(Rows from a dataset)
########################################
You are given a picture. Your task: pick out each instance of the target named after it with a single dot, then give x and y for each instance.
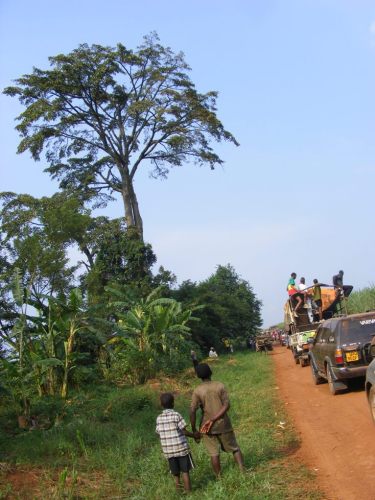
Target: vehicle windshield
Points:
(357, 330)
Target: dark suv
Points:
(341, 350)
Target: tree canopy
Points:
(102, 112)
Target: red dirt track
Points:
(337, 433)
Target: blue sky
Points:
(296, 83)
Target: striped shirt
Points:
(170, 426)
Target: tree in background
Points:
(101, 112)
(231, 309)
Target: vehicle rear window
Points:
(357, 330)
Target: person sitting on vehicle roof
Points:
(295, 295)
(338, 283)
(317, 298)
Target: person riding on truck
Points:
(296, 297)
(317, 298)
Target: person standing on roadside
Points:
(172, 431)
(217, 431)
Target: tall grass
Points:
(111, 432)
(362, 300)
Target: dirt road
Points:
(337, 433)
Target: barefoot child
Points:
(171, 428)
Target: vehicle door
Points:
(331, 343)
(317, 348)
(323, 348)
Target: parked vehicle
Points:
(370, 380)
(303, 327)
(300, 343)
(341, 350)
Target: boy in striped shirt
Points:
(172, 431)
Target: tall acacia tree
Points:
(101, 112)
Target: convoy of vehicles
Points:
(339, 348)
(370, 380)
(302, 328)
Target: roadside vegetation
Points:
(87, 346)
(106, 446)
(362, 300)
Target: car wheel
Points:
(316, 378)
(371, 401)
(331, 382)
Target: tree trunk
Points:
(132, 215)
(68, 351)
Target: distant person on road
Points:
(171, 428)
(317, 298)
(295, 295)
(217, 431)
(212, 353)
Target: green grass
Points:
(362, 300)
(106, 445)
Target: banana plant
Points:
(154, 326)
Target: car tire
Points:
(371, 402)
(317, 379)
(331, 383)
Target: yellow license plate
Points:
(352, 356)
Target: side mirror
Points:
(372, 347)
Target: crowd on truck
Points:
(339, 347)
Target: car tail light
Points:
(339, 357)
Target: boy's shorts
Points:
(215, 442)
(180, 464)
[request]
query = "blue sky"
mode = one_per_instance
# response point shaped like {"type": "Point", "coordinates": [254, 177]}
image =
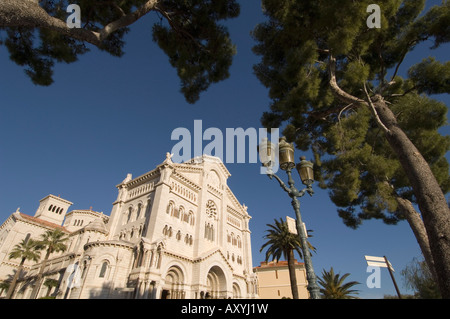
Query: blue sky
{"type": "Point", "coordinates": [105, 117]}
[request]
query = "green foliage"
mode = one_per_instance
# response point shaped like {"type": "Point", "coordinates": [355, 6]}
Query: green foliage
{"type": "Point", "coordinates": [418, 277]}
{"type": "Point", "coordinates": [280, 241]}
{"type": "Point", "coordinates": [196, 44]}
{"type": "Point", "coordinates": [333, 286]}
{"type": "Point", "coordinates": [352, 158]}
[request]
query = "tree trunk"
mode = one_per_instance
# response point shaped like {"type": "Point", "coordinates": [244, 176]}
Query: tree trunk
{"type": "Point", "coordinates": [416, 223]}
{"type": "Point", "coordinates": [292, 276]}
{"type": "Point", "coordinates": [38, 283]}
{"type": "Point", "coordinates": [430, 198]}
{"type": "Point", "coordinates": [13, 284]}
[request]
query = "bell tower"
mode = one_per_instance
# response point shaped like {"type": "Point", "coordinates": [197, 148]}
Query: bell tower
{"type": "Point", "coordinates": [53, 209]}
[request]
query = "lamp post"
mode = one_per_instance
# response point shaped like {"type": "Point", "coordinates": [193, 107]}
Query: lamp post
{"type": "Point", "coordinates": [267, 154]}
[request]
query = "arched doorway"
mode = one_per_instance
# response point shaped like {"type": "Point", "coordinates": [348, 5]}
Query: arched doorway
{"type": "Point", "coordinates": [173, 284]}
{"type": "Point", "coordinates": [216, 284]}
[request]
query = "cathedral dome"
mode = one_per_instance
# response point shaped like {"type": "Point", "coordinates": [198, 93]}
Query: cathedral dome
{"type": "Point", "coordinates": [97, 225]}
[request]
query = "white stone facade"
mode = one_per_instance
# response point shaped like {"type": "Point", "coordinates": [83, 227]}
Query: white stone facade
{"type": "Point", "coordinates": [175, 232]}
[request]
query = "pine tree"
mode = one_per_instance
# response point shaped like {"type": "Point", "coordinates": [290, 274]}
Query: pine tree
{"type": "Point", "coordinates": [334, 81]}
{"type": "Point", "coordinates": [37, 35]}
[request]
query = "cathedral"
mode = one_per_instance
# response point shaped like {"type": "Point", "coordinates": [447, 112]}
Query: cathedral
{"type": "Point", "coordinates": [176, 232]}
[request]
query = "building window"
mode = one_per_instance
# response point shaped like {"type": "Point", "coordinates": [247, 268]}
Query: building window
{"type": "Point", "coordinates": [170, 208]}
{"type": "Point", "coordinates": [103, 269]}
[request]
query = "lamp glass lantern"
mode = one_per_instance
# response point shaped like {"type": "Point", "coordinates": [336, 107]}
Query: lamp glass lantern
{"type": "Point", "coordinates": [286, 154]}
{"type": "Point", "coordinates": [267, 153]}
{"type": "Point", "coordinates": [305, 170]}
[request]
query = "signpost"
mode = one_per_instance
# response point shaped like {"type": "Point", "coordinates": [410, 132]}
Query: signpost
{"type": "Point", "coordinates": [383, 262]}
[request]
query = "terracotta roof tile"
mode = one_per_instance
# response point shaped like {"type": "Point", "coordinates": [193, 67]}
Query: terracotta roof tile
{"type": "Point", "coordinates": [43, 222]}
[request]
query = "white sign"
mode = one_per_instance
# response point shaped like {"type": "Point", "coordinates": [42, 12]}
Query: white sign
{"type": "Point", "coordinates": [378, 262]}
{"type": "Point", "coordinates": [292, 225]}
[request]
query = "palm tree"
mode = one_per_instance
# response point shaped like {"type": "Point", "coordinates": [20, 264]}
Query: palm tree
{"type": "Point", "coordinates": [54, 241]}
{"type": "Point", "coordinates": [26, 250]}
{"type": "Point", "coordinates": [334, 287]}
{"type": "Point", "coordinates": [282, 242]}
{"type": "Point", "coordinates": [50, 283]}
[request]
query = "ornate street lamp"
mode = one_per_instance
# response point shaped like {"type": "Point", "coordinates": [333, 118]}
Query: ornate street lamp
{"type": "Point", "coordinates": [305, 169]}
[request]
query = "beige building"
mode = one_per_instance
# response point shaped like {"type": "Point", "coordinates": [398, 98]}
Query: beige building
{"type": "Point", "coordinates": [177, 231]}
{"type": "Point", "coordinates": [274, 282]}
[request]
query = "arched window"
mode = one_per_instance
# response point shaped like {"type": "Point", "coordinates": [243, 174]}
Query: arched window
{"type": "Point", "coordinates": [139, 211]}
{"type": "Point", "coordinates": [130, 212]}
{"type": "Point", "coordinates": [170, 207]}
{"type": "Point", "coordinates": [103, 269]}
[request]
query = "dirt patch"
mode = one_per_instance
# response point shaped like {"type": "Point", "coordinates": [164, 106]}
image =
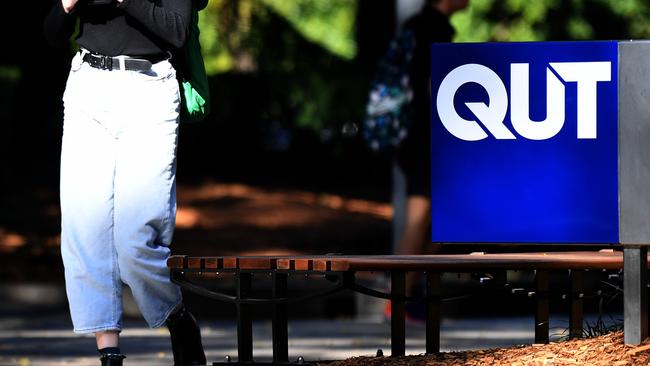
########################################
» Short task
Which lines in the items above contain the word "building"? Copy out each of those lines in full.

» The answer
query = "building window"
Query: building window
query = "beige building"
Query: beige building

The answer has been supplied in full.